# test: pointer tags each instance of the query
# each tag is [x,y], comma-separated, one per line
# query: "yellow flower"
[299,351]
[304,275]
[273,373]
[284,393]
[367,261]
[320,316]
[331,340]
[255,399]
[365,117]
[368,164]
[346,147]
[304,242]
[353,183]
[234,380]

==================================================

Problem requirements
Write out all of the lines above again, requests included. Multiply only the x,y coordinates in the answers by 1.9 and round each result to a whole number, rounding halves up.

Exercise answer
# test: pointer tags each instance of the query
# each tag is [x,y], comma-separated, one per line
# query: "yellow flower"
[568,667]
[578,523]
[519,709]
[540,747]
[697,496]
[608,600]
[629,646]
[485,758]
[694,222]
[699,312]
[657,279]
[578,460]
[671,348]
[445,722]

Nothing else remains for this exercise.